Vector Embeddings Explained

A vector embedding is a numerical representation of meaning. Instead of matching exact words, the system captures semantic concepts.

Example conversion:

Text: "I'm looking for a luxury home in Eagle with mountain views"

Vector: [0.23, -0.45, 0.67, ..., 0.12]  (768 numbers)
       ↑
       Each dimension represents abstract semantic features:
       - Property prestige level
       - Geographic preferences
       - Natural feature interests
       - Lifestyle indicators
       - Budget signals

Agent preference:

Text: "I specialize in high-end properties in Eagle and Meridian,
       particularly homes with mountain views"

Vector: [0.25, -0.42, 0.69, ..., 0.15]  (768 numbers)
       ↑
       Very similar to the lead's vector (high match score)

The system measures the mathematical “distance” between these vectors. Similar meaning = close distance = high match score.

Why Semantic Matching Outperforms Keywords

Synonym Recognition

Lead inquiry: “Looking for my first house, budget around $300k”

Keyword matching:

✗ No exact match for “first-time buyer”
✗ Might route to wrong agent

Semantic matching:

✓ Recognizes “first house” ≈ “first-time buyer”
✓ Routes to agent specializing in entry-level buyers

Contextual Understanding

Lead inquiry: “We’re empty-nesters looking to downsize from our 4-bedroom”

Keyword matching:

✗ Matches “downsize” but misses demographic context
✗ Might route to any downsizing specialist

Semantic matching:

✓ Recognizes “empty-nester” context
✓ Routes to agent specializing in seniors/downsizing
✓ Considers property type transition (large → smaller)

Provided material =

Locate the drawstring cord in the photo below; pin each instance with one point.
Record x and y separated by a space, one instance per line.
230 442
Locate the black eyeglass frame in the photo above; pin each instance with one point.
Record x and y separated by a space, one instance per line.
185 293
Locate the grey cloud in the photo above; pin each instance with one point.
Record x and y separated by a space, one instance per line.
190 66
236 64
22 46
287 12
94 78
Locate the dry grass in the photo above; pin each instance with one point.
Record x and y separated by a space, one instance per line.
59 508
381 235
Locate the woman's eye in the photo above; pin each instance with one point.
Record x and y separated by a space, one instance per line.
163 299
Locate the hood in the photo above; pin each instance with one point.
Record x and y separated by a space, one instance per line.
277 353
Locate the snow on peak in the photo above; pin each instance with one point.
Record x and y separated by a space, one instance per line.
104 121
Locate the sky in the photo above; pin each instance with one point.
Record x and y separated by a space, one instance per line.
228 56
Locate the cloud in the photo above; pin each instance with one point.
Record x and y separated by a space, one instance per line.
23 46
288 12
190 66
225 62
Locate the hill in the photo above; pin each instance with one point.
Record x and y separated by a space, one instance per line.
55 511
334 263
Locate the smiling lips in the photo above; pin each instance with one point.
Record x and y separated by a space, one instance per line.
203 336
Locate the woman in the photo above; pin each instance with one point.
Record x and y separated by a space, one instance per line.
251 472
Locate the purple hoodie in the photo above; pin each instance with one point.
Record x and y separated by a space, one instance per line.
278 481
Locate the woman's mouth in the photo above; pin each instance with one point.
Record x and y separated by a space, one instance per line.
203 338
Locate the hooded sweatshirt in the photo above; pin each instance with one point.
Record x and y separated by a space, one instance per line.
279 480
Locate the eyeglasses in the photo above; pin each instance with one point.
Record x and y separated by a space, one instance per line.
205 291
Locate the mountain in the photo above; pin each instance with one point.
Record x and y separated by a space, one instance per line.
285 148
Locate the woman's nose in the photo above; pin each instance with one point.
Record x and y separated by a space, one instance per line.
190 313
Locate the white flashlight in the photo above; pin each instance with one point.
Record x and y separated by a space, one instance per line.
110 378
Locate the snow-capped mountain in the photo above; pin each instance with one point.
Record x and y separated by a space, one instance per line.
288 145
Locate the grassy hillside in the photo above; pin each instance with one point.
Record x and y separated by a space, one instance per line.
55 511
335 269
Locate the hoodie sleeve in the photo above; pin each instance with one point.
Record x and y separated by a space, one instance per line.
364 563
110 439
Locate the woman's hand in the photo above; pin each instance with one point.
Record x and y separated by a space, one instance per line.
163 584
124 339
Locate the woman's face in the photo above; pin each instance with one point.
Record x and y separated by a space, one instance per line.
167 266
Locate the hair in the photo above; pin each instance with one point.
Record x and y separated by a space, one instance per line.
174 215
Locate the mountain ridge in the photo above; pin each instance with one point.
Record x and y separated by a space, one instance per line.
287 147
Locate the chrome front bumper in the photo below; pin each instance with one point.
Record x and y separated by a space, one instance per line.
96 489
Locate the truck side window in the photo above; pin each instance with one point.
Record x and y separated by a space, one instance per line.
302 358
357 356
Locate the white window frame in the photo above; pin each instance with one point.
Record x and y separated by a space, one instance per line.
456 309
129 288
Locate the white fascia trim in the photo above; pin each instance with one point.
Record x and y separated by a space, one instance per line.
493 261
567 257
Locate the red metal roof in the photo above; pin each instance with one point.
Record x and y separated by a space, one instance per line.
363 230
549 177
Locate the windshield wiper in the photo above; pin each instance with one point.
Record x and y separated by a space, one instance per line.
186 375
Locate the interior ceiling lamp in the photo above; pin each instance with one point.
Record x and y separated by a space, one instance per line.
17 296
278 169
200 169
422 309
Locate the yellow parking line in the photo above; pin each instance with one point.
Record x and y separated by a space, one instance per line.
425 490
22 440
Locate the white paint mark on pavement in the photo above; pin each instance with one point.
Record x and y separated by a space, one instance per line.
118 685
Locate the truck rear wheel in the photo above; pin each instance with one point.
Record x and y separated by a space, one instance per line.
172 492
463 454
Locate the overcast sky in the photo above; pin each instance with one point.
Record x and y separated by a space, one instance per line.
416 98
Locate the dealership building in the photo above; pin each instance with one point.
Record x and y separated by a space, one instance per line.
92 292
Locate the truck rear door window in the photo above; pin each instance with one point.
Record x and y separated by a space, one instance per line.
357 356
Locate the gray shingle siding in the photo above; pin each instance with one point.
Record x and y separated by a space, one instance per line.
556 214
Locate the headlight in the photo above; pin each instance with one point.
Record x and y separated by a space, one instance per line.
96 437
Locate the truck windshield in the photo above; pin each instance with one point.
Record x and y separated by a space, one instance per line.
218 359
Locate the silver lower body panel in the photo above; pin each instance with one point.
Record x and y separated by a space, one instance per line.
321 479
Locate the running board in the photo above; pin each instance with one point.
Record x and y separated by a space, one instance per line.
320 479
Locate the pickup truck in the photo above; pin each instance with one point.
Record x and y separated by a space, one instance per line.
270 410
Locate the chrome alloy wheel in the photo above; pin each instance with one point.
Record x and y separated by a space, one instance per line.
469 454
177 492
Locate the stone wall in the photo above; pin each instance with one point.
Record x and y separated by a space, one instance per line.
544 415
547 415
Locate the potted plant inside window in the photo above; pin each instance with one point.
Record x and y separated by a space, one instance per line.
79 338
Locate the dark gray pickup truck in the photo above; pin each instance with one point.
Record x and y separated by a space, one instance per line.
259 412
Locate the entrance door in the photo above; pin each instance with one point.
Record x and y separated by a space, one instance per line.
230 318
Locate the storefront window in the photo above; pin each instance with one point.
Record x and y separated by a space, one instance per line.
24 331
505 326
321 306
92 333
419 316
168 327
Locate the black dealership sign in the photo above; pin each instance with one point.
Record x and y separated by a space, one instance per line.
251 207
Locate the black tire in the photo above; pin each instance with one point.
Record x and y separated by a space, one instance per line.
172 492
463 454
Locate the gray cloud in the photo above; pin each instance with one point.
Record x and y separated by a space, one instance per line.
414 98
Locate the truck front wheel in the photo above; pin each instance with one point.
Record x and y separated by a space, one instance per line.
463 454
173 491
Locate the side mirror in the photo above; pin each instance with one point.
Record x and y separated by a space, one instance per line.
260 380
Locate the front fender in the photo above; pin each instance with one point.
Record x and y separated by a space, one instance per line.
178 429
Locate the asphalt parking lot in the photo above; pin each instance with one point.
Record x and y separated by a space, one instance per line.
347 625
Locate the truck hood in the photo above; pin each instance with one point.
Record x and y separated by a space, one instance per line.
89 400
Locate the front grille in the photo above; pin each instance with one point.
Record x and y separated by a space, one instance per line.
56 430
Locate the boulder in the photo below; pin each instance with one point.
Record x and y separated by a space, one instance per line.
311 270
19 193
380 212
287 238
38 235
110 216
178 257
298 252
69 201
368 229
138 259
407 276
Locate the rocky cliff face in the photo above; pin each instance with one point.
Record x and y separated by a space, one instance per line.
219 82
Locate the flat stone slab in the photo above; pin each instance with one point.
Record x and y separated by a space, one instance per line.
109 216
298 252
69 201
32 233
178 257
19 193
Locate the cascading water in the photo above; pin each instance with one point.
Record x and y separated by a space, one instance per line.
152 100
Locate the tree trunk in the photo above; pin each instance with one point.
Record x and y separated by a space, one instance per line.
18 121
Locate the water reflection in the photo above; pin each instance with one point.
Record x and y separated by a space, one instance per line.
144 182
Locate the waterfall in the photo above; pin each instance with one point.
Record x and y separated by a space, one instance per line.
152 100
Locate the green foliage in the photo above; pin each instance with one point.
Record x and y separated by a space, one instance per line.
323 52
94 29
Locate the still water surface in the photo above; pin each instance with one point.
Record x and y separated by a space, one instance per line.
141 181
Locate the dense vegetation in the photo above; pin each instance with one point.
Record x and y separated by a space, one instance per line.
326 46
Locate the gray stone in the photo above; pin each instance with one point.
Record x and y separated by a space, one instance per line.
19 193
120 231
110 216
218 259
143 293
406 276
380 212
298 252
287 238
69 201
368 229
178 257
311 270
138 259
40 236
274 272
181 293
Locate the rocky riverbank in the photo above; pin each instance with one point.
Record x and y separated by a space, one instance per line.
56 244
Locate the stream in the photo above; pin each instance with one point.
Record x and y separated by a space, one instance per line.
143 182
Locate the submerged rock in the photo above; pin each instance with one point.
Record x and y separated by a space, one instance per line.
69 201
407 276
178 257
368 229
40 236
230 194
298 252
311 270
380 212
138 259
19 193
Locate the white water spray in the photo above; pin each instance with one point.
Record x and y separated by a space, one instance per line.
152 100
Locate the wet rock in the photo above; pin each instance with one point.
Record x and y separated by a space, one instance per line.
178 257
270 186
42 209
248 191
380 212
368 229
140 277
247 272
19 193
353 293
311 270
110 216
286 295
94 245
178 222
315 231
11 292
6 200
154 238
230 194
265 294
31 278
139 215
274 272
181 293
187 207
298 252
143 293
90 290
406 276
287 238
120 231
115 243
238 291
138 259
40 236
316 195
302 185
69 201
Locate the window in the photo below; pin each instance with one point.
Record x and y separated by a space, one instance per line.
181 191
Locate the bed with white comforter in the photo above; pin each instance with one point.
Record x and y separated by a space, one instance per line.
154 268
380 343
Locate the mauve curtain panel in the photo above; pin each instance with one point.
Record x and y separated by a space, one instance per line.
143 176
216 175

Set task 1 =
From the text on vector embeddings, extract the part starting with "Vector Embeddings Explained" and going on through "captures semantic concepts.".
Set task 2 =
Copy the entries exactly, starting with the line with "Locate the bed" and going on through the final line of the entries.

Task output 1 =
Vector Embeddings Explained

A vector embedding is a numerical representation of meaning. Instead of matching exact words, the system captures semantic concepts.

Task output 2 =
Locate the bed with white comforter in the photo above; pin each instance with one point.
Record x and y separated by a space, one instance per line.
154 268
380 343
Locate the mauve curtain panel in the photo above; pin each instance with one point.
Record x and y separated by a space, one instance per line.
143 176
216 175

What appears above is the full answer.